OBJETIVO DO EXERCÍCIO ->
No trecho abaixo, sobre acumulação capitalista e vida urbana no Rio de Janeiro, repita palavra por palavra tudo o que vai de "Para Gonçalves e" até "(ibid., p. 32-33).".

TRECHO PARA LEITURA ->
^^^^^^^^^^^^^^^^

Para Gonçalves e Costa (2020, p. 32), esse fenômeno pode ser definido como acumulação capitalista entrelaçada, em que há “interconexão e interpenetração não só das diferentes regiões do mundo, mas também de diferentes épocas históricas e distintas dimensões da expansão capitalista”. Sem exaurir as possibilidades do termo, ressaltamos três dos pontos apresentados pelos autores: i) incorporação de novos espaços não mercantilizados para o processo de acumulação: ii) separação entre trabalhadores e meio de produção; iii) entrelaçamento crescente de categorizações sociais relativas à etnicidade, raça e gênero (ibid., p. 32-33).
A combinação de legislações voltadas para controle social e privatização deixou marcas sentidas até hoje na vida urbana do Rio de Janeiro. Ao menos, as práticas urbanísticas construídas nesse contexto envolvem ações nas seguintes direções: a) normas e expedientes legais forjados com intuito de promover a assimilação do capital do antigo tráfico de pessoas, tornando-o legal e mantendo-o nas mãos de traficantes, da classe de pequenos proprietários e de dirigentes locais; b) constituição de uma economia local a partir da mão de obra de libertos e cativos em diferentes setores – circulação de bens e pessoas, trabalho na estiva, construção civil, comércio nas ruas; c) regulação da vida urbana por parte do aparato de controle do Estado oitocentista. Portanto, trata-se de uma miríade de conteúdos forjados para aprisionar a controlar a população negra, afetando seus meios concretos de vida e sua própria subjetividade (BISPO, 2021).

^^^^^^^^^^^^^^^^

LISTAGEM ARMAZENADA ->

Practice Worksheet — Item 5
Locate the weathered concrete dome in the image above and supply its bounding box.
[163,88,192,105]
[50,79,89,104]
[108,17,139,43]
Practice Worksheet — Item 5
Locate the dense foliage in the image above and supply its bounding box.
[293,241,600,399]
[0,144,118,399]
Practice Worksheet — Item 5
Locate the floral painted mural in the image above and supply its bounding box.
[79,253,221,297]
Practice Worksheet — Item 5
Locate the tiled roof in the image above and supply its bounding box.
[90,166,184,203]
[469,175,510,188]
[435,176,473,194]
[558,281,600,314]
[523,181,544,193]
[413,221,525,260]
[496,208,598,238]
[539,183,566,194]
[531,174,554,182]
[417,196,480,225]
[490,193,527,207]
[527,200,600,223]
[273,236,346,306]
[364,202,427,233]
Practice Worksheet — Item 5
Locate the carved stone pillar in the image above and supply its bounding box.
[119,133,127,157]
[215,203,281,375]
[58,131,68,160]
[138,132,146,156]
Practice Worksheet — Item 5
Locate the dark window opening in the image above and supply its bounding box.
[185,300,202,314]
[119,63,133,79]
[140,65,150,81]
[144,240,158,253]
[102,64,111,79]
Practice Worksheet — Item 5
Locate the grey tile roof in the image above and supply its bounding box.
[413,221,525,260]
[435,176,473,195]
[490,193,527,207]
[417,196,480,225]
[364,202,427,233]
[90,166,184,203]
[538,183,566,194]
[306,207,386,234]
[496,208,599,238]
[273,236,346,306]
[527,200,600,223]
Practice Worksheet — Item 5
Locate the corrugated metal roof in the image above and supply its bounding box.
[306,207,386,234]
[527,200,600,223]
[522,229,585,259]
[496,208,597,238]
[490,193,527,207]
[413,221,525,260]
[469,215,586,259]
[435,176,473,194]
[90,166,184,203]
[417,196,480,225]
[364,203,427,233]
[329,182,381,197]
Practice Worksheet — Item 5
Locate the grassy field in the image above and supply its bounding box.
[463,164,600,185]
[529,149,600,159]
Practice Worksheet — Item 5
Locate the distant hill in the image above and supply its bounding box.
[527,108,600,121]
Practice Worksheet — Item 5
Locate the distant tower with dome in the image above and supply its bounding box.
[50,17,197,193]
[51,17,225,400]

^^^^^^^^^^^^^^^^

RESPOSTA ESPERADA ->
Para Gonçalves e Costa (2020, p. 32), esse fenômeno pode ser definido como acumulação capitalista entrelaçada, em que há “interconexão e interpenetração não só das diferentes regiões do mundo, mas também de diferentes épocas históricas e distintas dimensões da expansão capitalista”. Sem exaurir as possibilidades do termo, ressaltamos três dos pontos apresentados pelos autores: i) incorporação de novos espaços não mercantilizados para o processo de acumulação: ii) separação entre trabalhadores e meio de produção; iii) entrelaçamento crescente de categorizações sociais relativas à etnicidade, raça e gênero (ibid., p. 32-33).